Document
--- begin ---

Coffeelake thread, benchmarks, reviews, input, everything.

tamz_msc · Oct 2, 2017

Zucker2k said:
Superior in what sense? Are you suggesting Intel's SMT implementation is inefficient? Or is this a case of a stronger, more efficient core leaving little resources for smt?

Superior in the sense that when workloads are ideally suited to SMT in general, which means excluding low latency or FPU intensive scenarios, AMD's SMT comes out ahead of Intel's HT more often than not.

hnizdo · Oct 2, 2017

tamz_msc said:
Superior in the sense that when workloads are ideally suited to SMT in general, which means excluding low latency or FPU intensive scenarios, AMD's SMT comes out ahead of Intel's HT more often than not.

Dou you have any example for this statement?

tamz_msc · Oct 2, 2017

hnizdo said:
Dou you have any example for this statement?

See for yourself the SMT yield in these tests:
https://forums.anandtech.com/threads/ryzen-strictly-technical.2500572/#post-38770120
https://forums.anandtech.com/threads/ryzen-strictly-technical.2500572/#post-38770122

epsilon84 · Oct 2, 2017

I think Cinebench MT is a 'best case' scenario for AMD, as in, it shows its SMT implementation in the best light. Look at upcoming reviews, you will see the 8700K trade blows with the 1800X in most multithreaded apps/benchmarks but the 1800X will be well ahead in CB 15 MT.

That being said, it has been shown that AMDs implementation of SMT *is* slightly superior to Intel's HT, not by a huge margin, I think it was a few percent. IIRC averaged out, Intels HT adds ~25% to MT throughput whereas AMDs SMT added ~28%. I don't remember where I saw this though so don't ask me for a source, I just rememeber reading it during the launch of Ryzen.

So AMD does gain on Intel slightly in heavy MT loads, but its not enough to bring it to performance parity, clock for clock. Otherwise a 1600X will come very close to a 8700/8700K at stock - this is obviously not the case. The 8700K is closer to 1700X/1800X levels of MT performance.

--- end ---

Written request
In the forum thread, what average gain in multithreaded throughput does epsilon84 recall for Intel's HT and for AMD's SMT?

[Location identification items]

--- begin ---

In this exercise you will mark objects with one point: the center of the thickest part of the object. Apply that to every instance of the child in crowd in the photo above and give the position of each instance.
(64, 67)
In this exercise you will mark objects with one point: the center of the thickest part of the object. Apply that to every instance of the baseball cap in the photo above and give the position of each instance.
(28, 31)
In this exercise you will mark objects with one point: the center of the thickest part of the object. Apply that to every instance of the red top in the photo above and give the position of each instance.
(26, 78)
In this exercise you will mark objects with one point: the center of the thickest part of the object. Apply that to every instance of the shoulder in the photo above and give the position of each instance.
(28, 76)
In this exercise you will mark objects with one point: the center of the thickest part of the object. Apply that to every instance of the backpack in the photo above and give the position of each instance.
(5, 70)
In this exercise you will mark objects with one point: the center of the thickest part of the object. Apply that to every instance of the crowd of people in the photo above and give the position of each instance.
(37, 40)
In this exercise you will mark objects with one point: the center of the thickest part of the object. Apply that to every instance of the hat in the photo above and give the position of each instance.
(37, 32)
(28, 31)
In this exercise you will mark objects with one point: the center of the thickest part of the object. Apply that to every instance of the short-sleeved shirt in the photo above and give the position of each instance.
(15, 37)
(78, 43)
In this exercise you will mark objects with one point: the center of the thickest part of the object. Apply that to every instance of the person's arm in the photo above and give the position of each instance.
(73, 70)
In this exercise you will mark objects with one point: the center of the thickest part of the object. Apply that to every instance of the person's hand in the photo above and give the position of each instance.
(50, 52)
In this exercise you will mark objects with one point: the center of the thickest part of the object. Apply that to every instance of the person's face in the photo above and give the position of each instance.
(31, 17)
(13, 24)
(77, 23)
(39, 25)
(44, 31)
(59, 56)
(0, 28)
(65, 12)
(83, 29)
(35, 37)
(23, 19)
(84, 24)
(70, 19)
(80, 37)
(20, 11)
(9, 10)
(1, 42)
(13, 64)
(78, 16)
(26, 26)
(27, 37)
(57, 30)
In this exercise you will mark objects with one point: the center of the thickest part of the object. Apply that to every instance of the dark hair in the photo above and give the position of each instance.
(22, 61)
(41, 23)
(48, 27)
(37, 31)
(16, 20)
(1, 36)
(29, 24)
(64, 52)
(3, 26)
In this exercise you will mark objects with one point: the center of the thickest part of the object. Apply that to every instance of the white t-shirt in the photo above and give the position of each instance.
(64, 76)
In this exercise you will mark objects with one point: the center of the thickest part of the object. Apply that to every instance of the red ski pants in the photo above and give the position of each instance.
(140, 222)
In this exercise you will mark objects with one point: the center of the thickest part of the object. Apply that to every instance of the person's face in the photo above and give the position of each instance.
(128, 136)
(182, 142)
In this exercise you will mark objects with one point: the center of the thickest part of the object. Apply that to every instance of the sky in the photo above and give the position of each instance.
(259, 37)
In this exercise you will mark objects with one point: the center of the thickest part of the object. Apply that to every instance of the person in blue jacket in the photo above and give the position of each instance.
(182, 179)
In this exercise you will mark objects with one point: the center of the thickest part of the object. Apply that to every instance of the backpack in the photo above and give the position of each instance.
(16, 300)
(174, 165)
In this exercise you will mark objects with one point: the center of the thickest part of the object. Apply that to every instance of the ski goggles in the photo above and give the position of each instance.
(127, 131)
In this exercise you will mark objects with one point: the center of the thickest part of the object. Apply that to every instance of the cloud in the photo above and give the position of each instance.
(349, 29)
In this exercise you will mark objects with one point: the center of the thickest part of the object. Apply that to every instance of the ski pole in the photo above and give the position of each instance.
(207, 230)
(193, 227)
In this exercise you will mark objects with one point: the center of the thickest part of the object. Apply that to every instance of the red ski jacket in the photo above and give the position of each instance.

--- end ---

Output for this exercise
About 25% for Intel's HT and about 28% for AMD's SMT.